SOURCE TEXT >>
A District court judge is threatening to "sanction" Obama Justice Department lawyers who've refused to respond to an order ordering the Department to provide a plan for how the case of a charity caught in a warrantless wiretap should proceed. Reports The Washington Post's Carrie Johnson:
The Obama administration has invoked the state-secrets privilege in resisting a lawsuit filed by an Oregon charity whose attorneys may have been subjected to warrantless wiretapping. Late Friday, Chief U.S. District Judge Vaughn R. Walker issued a terse order that raised the prospect of "sanctions" for government lawyers who have not responded to his order for a plan for how the case should proceed. The sanctions may include awarding monetary damages to the charity, the al-Haramain Islamic Foundation.The Justice Department must respond by Friday.

"The Haramain case is one of the national security battles left over from George W. Bush's presidency," notes Johnson. "Civil liberties groups and left-leaning members of Congress have used the matter to argue that Obama's approach as president conflicts with his campaign promises of transparency."

Obama demurs. He says his administration is reviewing the practice under which state secrets claims are made.

Last Thursday, he said his administration was "nearing completion of a thorough review" of how state secrets claims are applied and averred that his Justice Department would apply a stricter legal test of when such claims would be made.

"We must not protect information merely because it reveals the violation of a law or embarrasses the government," Obama remarked.

DATA LISTING >>
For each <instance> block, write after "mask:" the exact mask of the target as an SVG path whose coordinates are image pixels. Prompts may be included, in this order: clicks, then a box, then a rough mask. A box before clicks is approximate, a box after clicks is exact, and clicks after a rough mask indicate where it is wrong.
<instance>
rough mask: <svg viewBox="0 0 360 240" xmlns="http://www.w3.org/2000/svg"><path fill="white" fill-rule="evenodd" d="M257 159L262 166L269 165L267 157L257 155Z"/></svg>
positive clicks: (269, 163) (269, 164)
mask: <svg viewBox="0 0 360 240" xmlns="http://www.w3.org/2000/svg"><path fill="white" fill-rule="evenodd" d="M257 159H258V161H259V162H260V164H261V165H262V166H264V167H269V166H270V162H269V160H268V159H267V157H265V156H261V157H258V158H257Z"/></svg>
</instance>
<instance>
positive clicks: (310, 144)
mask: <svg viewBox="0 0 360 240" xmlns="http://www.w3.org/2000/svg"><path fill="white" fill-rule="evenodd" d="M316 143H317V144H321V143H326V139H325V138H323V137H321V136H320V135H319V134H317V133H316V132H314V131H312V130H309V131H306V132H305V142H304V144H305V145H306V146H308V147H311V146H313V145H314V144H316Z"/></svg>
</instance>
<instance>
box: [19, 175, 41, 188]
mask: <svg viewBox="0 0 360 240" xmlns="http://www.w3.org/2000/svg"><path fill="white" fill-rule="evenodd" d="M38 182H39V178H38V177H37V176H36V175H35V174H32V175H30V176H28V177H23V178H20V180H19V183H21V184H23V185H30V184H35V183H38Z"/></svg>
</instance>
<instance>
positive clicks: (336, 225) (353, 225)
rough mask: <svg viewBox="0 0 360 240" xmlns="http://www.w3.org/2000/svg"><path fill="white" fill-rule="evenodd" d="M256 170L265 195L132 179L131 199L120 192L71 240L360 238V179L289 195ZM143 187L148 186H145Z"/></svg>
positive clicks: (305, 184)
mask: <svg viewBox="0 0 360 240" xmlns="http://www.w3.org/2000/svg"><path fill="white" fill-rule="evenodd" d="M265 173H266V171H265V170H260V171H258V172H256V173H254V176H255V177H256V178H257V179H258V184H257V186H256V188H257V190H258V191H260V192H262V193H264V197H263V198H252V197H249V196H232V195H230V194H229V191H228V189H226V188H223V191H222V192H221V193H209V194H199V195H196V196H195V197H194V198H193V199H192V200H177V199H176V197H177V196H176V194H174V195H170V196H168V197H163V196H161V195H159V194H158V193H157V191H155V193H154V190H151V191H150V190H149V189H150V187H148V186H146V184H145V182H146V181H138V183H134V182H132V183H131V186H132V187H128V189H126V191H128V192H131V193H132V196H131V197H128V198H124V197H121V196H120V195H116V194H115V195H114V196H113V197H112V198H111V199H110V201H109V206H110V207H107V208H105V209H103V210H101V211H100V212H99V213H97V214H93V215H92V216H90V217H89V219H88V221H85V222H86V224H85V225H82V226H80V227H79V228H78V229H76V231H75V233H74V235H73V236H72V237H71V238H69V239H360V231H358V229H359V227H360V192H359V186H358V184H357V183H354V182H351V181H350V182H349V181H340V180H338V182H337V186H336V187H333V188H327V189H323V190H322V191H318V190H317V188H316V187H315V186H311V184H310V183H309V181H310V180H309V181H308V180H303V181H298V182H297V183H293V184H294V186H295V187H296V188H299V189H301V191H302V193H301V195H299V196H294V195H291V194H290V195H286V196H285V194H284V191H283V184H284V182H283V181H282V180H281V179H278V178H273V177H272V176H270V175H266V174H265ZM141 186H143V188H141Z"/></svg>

DIRECTIONS >> Copy the wiretap-lawsuit article above word for word, starting at the words "Obama demurs. He" and stopping after "would be made.".

RESPONSE FOR THIS EXERCISE >>
Obama demurs. He says his administration is reviewing the practice under which state secrets claims are made.

Last Thursday, he said his administration was "nearing completion of a thorough review" of how state secrets claims are applied and averred that his Justice Department would apply a stricter legal test of when such claims would be made.